- _Liste des consignes_:
**1)** Dans l'extrait sur le monde grec et l'Orient, relevez toutes les régions nommées entre parenthèses comme exemples de cultures locales très diverses.
**2)** Poursuivez l'extrait sur le monde grec et l'Orient à partir de sa dernière phrase.

- _Extrait source_:
▽
Introduction : « le monde grec et l’Orient » ne forment qu’un vaste ensemble afro-eurasien

A la lecture sagace des « Remarques » de Pierre Briant, il nous semble que le monde grec et le monde achéménide doivent être distingués et subdivisés avec finesse. Il n’existe pas un seul monde grec, mais des cités-Etats de Grèce, et un royaume de Macédoine ; il n’existe pas un bloc achéménide, mais un vaste empire-monde divisé en cités et en satrapies, qui n’ont souvent rien de commun entre elles (elles-mêmes traversées par des cultures locales très diverses en Phrygie, Lydie, Carie, Lycie, Egypte…). La connaissance de l’histoire et de l’organisation de l’empire achéménide, ainsi que de ses sources, est aussi importante que la maîtrise de l’histoire des cités égéennes. Les observateurs les plus attentifs estiment aujourd’hui qu’introduire Alexandre sans analyser l’empire de Darius aboutit à une impasse méthodologique ; toutes les civilisations (au sens braudélien du terme) doivent être traitées « à parts égales » (Romain Bertrand). Pour cela, il peut être fait appel au site Achemenet.com, fondé et géré par Pierre Briant depuis plus de 20 ans.
△
- _Entrées d'images sur des zones nommées_:
▽
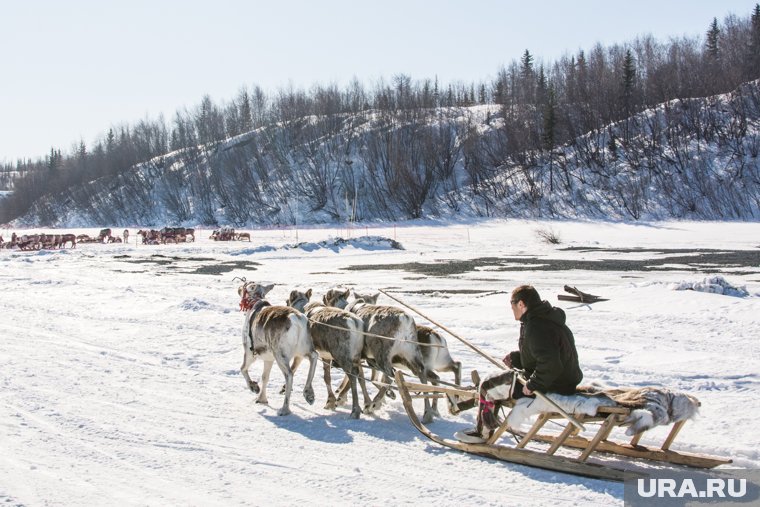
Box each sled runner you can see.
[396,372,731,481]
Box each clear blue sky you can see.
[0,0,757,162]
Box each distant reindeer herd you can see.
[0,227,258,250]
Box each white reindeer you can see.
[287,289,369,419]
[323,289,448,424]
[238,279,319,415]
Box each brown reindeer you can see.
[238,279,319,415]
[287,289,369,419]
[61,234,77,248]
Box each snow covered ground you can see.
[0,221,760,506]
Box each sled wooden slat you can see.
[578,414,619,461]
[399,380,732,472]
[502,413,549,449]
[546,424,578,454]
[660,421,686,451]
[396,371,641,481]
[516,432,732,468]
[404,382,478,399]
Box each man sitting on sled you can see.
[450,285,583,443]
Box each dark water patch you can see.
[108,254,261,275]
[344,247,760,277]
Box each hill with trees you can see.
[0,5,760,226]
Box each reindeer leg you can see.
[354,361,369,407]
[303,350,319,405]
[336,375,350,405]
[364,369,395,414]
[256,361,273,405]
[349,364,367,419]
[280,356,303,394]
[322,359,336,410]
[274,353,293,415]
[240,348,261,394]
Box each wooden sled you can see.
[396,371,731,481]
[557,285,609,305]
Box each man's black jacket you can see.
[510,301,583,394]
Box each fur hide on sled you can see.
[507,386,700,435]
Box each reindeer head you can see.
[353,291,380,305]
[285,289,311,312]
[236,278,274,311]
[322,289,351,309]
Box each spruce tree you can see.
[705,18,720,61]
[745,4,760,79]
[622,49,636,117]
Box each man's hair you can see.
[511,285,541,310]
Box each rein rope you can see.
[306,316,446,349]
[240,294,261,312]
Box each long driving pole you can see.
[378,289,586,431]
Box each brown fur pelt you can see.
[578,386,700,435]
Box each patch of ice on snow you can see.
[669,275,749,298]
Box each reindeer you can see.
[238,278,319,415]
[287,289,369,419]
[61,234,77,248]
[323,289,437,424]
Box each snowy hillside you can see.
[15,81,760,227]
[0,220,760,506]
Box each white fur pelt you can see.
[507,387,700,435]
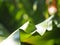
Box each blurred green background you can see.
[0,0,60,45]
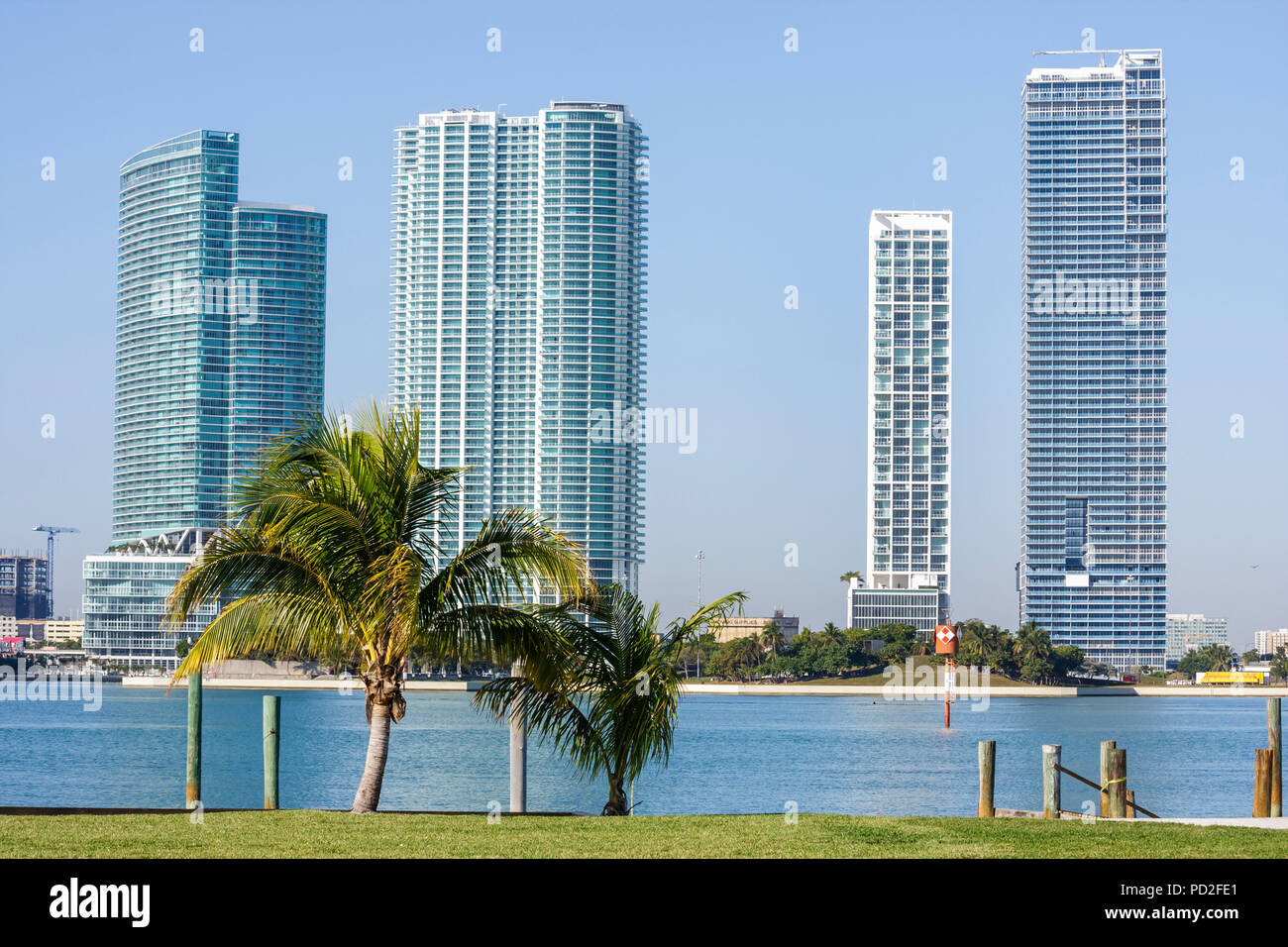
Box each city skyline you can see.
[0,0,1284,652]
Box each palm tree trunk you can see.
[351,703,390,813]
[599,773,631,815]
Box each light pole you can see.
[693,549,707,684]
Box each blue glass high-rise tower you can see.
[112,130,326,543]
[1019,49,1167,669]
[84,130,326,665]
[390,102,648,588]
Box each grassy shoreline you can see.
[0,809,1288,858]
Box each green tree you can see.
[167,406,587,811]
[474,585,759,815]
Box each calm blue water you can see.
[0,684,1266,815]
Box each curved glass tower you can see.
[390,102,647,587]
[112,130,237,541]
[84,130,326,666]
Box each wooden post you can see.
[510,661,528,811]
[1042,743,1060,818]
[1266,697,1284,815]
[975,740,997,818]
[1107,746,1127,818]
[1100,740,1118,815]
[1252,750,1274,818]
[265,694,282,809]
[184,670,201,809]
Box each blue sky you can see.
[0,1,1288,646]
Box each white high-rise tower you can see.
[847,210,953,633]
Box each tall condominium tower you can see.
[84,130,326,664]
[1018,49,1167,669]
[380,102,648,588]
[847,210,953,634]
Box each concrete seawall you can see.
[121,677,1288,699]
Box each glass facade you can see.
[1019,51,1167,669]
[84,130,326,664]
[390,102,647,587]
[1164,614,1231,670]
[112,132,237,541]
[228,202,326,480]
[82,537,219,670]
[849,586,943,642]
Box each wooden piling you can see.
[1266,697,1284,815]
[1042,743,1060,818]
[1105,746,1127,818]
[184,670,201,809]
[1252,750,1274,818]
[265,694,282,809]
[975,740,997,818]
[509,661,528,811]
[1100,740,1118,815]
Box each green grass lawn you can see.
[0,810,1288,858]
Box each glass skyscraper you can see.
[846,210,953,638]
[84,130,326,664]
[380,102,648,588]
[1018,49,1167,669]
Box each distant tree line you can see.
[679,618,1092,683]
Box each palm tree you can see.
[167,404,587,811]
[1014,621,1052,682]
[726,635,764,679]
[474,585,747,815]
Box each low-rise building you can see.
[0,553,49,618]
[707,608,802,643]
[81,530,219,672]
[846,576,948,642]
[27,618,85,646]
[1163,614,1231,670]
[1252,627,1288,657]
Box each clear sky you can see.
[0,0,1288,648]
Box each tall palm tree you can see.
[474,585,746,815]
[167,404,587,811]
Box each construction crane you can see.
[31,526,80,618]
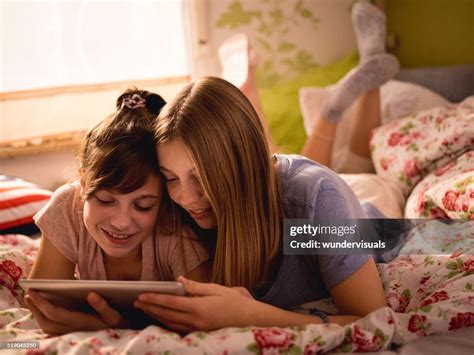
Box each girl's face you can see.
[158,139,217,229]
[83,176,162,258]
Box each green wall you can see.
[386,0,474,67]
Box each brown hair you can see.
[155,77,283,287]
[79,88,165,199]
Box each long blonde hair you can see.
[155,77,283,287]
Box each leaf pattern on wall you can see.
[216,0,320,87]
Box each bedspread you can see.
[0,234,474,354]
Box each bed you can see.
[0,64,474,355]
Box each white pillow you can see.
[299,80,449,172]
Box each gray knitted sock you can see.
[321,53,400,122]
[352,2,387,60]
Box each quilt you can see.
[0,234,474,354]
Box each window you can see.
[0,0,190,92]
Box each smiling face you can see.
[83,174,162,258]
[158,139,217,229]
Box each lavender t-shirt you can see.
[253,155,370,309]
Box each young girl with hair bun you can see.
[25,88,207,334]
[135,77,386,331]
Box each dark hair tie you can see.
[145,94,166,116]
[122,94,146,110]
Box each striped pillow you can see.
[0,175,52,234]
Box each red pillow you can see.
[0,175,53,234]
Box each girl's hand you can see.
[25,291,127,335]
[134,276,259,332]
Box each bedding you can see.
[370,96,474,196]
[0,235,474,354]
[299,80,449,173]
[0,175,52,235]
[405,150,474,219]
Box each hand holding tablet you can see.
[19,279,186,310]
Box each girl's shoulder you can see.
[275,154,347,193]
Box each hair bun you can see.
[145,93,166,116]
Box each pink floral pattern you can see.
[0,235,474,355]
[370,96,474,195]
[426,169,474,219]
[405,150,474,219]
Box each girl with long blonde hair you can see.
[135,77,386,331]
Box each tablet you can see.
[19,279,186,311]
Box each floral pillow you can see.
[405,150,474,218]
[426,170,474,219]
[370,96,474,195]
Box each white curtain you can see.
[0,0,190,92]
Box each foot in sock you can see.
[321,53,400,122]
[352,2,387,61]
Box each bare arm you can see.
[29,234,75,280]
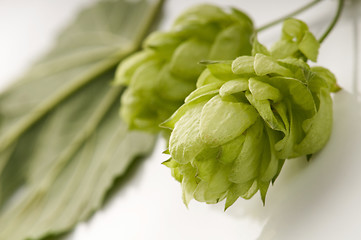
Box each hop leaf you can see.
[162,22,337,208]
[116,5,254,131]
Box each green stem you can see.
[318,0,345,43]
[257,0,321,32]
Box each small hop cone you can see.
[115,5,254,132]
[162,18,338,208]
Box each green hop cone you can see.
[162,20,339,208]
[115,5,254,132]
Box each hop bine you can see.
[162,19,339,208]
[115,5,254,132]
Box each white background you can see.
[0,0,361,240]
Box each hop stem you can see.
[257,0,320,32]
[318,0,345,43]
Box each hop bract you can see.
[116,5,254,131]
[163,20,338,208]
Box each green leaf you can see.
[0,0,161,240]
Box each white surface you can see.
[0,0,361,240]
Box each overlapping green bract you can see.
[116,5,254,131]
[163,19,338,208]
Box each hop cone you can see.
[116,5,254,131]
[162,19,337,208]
△
- _Liste des réponses_:
**1)** Phrygie, Lydie, Carie, Lycie, Egypte

**2)**
L’introduction de l’Atlas du monde hellénistique (Laurianne Martinez-Sève, Autrement, 2017) liste la diversité des sources non grecques disponibles : « textes littéraires, la plupart du temps parvenus jusqu’à nous sous la forme de copies, transmises de génération en génération, souvent grâce aux Romains, mais au prix d’un irrémédiable processus de sélection qui explique leur état fragmentaire. Le reste a été découvert par les archéologues ou par les voyageurs qui les avaient précédés en Méditerranée et en Orient. Il s’agit de textes, rédigés sur divers supports (pierre, bronze, terre cuite, papyrus, parchemins) rédigés dans des écritures et des langues diverses, de monnaies, d’objets de la vie quotidienne, d’œuvres d’art ou de vestiges architecturaux. Ils ont été laissés par les Grecs, mais aussi par d’autres peuples placés sous leur domination. C’est le cas, par exemple, de l’Ancien testament qui constitue une importante source historique ».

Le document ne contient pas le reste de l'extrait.